Exercise: Without including any pictures, copy each entry below exactly.

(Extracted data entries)
⟨

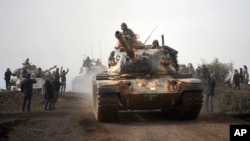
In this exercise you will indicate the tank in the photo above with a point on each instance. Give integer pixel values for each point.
(142, 77)
(80, 83)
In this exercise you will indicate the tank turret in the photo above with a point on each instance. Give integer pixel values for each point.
(145, 77)
(134, 57)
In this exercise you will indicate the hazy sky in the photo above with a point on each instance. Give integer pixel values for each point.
(61, 32)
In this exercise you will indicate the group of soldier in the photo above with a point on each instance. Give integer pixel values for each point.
(55, 82)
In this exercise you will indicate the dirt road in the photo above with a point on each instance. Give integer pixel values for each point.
(73, 120)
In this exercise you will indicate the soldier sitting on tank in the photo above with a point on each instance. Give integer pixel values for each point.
(111, 61)
(130, 37)
(127, 33)
(39, 73)
(87, 62)
(155, 44)
(26, 63)
(24, 73)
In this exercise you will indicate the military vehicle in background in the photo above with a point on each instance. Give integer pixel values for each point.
(36, 73)
(89, 68)
(143, 77)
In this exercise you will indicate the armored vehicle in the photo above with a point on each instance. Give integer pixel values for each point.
(143, 77)
(80, 83)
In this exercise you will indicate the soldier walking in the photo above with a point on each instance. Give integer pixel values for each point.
(26, 89)
(7, 76)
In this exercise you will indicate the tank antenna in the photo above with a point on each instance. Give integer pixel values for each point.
(162, 40)
(150, 34)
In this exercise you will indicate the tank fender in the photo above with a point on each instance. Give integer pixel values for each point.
(193, 87)
(111, 87)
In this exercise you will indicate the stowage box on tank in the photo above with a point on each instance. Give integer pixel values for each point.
(143, 77)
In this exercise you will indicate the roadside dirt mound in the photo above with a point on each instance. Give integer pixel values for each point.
(12, 101)
(73, 119)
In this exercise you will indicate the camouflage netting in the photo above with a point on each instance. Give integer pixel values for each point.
(232, 101)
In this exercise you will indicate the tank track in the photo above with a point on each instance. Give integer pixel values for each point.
(106, 107)
(190, 107)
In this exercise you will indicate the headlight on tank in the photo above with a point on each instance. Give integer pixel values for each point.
(178, 86)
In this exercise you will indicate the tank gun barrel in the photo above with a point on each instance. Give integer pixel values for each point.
(126, 46)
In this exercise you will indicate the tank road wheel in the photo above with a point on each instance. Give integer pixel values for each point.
(190, 107)
(107, 107)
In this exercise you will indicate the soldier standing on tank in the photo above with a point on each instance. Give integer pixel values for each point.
(63, 79)
(210, 94)
(56, 86)
(26, 89)
(7, 76)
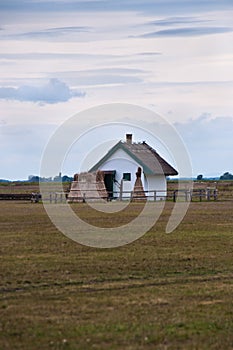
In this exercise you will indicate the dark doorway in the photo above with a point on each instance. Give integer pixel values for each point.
(109, 177)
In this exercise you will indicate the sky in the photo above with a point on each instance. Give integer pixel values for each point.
(61, 57)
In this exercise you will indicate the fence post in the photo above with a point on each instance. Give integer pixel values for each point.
(215, 194)
(174, 196)
(154, 196)
(200, 195)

⟩

Output below:
In this exercise you will indicate the tank in the photo above with a point on each instance. Give integer pixel values for each point.
(142, 77)
(80, 83)
In this exercise you will indicate the tank turret in the photo above with a point on each instance. Give integer pixel values for each point.
(145, 77)
(134, 57)
In this exercise you will indicate the hazy sky in the photo above with a point on each instance. Give integer pixel values for each point.
(61, 32)
In this exercise you will indicate the group of soldier in the photo above with a point on each instance. Give integer pixel values for each point.
(55, 82)
In this exercise you will indicate the dirt road in the photo above with a point on each instance. Give integer pixel values for each point.
(73, 120)
In this exercise you will indicate the soldier sitting on tank in the photo above with a point on each instance. Give integer pixel values for each point.
(111, 61)
(130, 37)
(127, 33)
(39, 73)
(87, 62)
(155, 44)
(26, 63)
(24, 73)
In this exercise you will indicate the military vehicle in background in the photo above with a point on each instance. Give integer pixel values for each point.
(36, 73)
(89, 68)
(143, 77)
In this exercise you will indicate the armored vehicle in the photo above with a point on each instance. Give integer pixel values for each point.
(143, 77)
(80, 83)
In this exercise you will indicate the soldier walking in the photo above with a point on each instance. Give integer pixel values for each point.
(26, 89)
(7, 76)
In this exercise you will indicate the tank antenna in the photo above with a point on each instance. Give integer pixel values for each point.
(162, 40)
(150, 34)
In this exercise you will indicate the tank fender in the photo above with a point on each instance. Give integer pixel values for each point.
(193, 87)
(111, 87)
In this exercise you will indicate the stowage box on tank in the photo above with a point on each instance. Give integer pixel values for each point.
(143, 77)
In this exercise you will indicate the roadside dirt mound in the photo above with a point on each instance. Give integer pixel values for each point.
(12, 101)
(73, 119)
In this exercise you will indicate the camouflage netting in the photo above with a point on each instance. Give integer pixel values for each point.
(232, 101)
In this exercise you will indicate the tank track in the photo above with a point on each instance. Give integer pixel values for each point.
(106, 107)
(190, 107)
In this exercise you will indicate the headlight on tank in the photo above with a point on each instance. Give integer pixel values for each point.
(178, 86)
In this exercise you will indicate the tank gun barrel in the photo above with a point on each instance. Give integer pixel values for each point.
(126, 46)
In this exercise you will indicate the tank road wheel in the photo above with a point on each instance. Give integer pixel values for each point.
(190, 107)
(107, 107)
In this exercise you will indicate the soldier standing on tank in the photo above with a point on each instance. Give integer pixel values for each point.
(63, 79)
(210, 94)
(56, 86)
(26, 89)
(7, 76)
In this exercise you will indicate the dark doorway in the photo above with a point on each instance. Give integer pixel values for each point.
(109, 177)
In this exercise you will indicate the sky in the photo above with a point on each instance. Give integer pixel values for each point.
(61, 57)
In this exercise you will indicate the fence post in the photo above with a point on each instance. Give integer pixel values for each point.
(215, 194)
(174, 196)
(154, 196)
(200, 195)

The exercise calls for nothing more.